ACTION ITEM:
Could you retype exactly the lines running from the line with "sample: <point>281,108</point>" to the end of the data, both included, and nothing else?

■ ■ ■

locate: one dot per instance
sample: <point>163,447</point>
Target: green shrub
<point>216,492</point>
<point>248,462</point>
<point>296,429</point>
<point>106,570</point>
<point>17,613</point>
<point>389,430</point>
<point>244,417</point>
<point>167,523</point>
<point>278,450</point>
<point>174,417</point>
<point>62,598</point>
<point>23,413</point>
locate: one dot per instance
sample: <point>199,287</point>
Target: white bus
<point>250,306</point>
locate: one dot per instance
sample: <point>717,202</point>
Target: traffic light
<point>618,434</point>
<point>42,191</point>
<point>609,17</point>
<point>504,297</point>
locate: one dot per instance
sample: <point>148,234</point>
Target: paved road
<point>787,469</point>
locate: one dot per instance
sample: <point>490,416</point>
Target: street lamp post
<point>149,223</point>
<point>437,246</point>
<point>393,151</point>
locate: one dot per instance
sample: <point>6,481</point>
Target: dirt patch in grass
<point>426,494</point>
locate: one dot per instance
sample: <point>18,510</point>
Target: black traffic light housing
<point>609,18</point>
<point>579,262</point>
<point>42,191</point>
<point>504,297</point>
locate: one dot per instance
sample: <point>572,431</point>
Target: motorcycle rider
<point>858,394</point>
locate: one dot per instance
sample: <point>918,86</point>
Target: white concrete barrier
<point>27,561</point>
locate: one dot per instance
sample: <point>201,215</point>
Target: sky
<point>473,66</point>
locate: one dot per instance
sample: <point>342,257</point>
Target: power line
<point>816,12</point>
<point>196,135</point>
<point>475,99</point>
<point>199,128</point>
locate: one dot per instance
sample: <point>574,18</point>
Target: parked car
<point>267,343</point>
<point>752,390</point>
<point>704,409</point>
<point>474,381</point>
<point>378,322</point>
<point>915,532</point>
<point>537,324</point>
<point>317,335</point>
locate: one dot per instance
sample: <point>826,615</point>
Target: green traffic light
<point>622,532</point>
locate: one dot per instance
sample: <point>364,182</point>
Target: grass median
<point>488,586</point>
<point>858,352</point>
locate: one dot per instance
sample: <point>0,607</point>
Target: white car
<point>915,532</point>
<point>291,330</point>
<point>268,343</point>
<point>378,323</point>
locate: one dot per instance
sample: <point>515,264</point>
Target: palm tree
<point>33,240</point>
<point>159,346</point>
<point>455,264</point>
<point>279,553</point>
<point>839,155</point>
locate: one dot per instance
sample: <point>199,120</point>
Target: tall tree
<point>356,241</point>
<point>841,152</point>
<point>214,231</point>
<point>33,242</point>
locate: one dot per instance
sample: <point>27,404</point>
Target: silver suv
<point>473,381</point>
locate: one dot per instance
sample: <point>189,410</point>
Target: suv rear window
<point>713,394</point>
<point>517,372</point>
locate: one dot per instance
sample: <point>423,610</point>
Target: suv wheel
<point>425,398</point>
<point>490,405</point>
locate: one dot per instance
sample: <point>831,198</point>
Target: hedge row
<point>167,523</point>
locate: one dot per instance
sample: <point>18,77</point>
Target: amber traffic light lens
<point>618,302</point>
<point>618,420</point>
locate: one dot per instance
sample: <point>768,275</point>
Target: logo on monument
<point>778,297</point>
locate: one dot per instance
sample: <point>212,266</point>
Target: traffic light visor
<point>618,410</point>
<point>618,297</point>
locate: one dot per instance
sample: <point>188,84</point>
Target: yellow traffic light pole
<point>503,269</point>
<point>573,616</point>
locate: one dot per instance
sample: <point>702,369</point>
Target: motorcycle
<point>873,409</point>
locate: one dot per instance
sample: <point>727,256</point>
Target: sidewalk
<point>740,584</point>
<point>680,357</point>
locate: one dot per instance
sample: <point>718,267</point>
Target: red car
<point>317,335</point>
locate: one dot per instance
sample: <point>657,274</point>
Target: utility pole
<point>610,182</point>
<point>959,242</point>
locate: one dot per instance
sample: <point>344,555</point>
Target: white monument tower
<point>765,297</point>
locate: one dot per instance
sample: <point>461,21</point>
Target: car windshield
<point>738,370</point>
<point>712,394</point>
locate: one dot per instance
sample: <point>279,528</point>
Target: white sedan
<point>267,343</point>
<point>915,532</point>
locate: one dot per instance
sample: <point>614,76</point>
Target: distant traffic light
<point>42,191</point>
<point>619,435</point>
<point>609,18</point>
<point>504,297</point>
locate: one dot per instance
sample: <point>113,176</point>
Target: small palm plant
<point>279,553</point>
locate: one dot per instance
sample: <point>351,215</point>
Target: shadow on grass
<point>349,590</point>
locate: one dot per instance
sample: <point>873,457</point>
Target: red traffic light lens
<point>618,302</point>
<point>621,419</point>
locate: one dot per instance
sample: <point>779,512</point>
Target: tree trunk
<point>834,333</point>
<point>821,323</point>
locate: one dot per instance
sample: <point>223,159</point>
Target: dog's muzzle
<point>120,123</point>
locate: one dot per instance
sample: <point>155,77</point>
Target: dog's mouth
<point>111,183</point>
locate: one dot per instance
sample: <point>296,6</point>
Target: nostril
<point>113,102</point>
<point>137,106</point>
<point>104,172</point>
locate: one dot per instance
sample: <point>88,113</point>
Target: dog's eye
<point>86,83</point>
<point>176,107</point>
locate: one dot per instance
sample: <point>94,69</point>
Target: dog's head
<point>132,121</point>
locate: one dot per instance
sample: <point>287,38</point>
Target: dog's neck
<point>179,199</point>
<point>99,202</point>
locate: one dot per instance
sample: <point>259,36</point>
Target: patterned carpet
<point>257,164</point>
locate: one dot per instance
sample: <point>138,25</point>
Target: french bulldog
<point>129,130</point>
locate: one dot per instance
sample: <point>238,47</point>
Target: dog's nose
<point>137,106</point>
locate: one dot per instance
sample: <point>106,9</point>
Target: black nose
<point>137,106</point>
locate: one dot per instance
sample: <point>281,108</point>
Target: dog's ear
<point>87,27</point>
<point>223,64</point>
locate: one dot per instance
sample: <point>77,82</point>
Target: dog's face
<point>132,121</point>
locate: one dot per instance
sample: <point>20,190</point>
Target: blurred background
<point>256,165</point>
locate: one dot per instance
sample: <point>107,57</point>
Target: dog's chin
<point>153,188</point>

■ ■ ■

REPLY:
sample: <point>281,108</point>
Target: dog's ear
<point>87,27</point>
<point>223,64</point>
locate: one dot per instance
sample: <point>77,82</point>
Target: dog's face
<point>132,121</point>
locate: one dot per instance
sample: <point>20,190</point>
Target: blurred background
<point>256,165</point>
locate: one dot per instance
sample: <point>107,57</point>
Target: dog's chin
<point>153,188</point>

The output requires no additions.